The request:
Rewrite the records below, replacing "Pins" with "Points" wherever it appears and leaving everything else unchanged. Leave the pictures out of the result.

+ + +

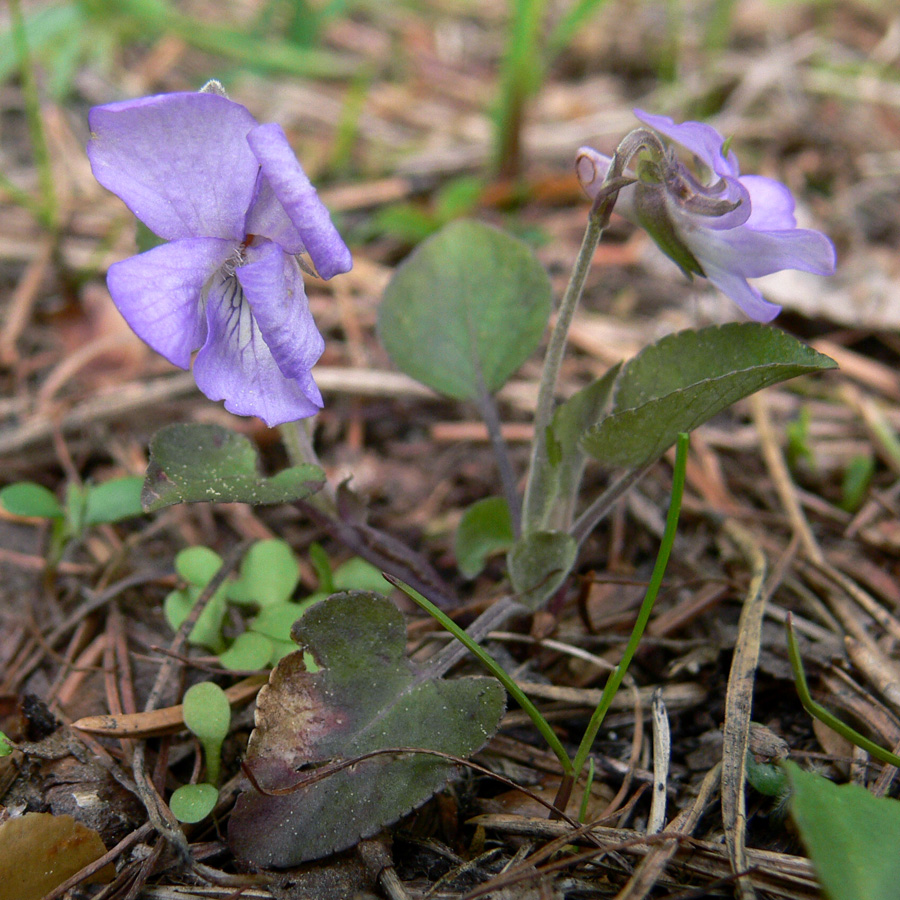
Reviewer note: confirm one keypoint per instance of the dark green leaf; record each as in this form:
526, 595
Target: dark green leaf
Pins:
366, 696
852, 837
191, 463
539, 564
685, 379
25, 498
114, 500
465, 310
485, 529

+ + +

Solution to this exercise:
Reviewer note: confirm one keypoint per instance of the dark green leaf; record each as in this form:
526, 595
Target: dark green leaf
Points:
366, 696
852, 837
191, 463
539, 564
685, 379
25, 498
114, 500
465, 310
485, 529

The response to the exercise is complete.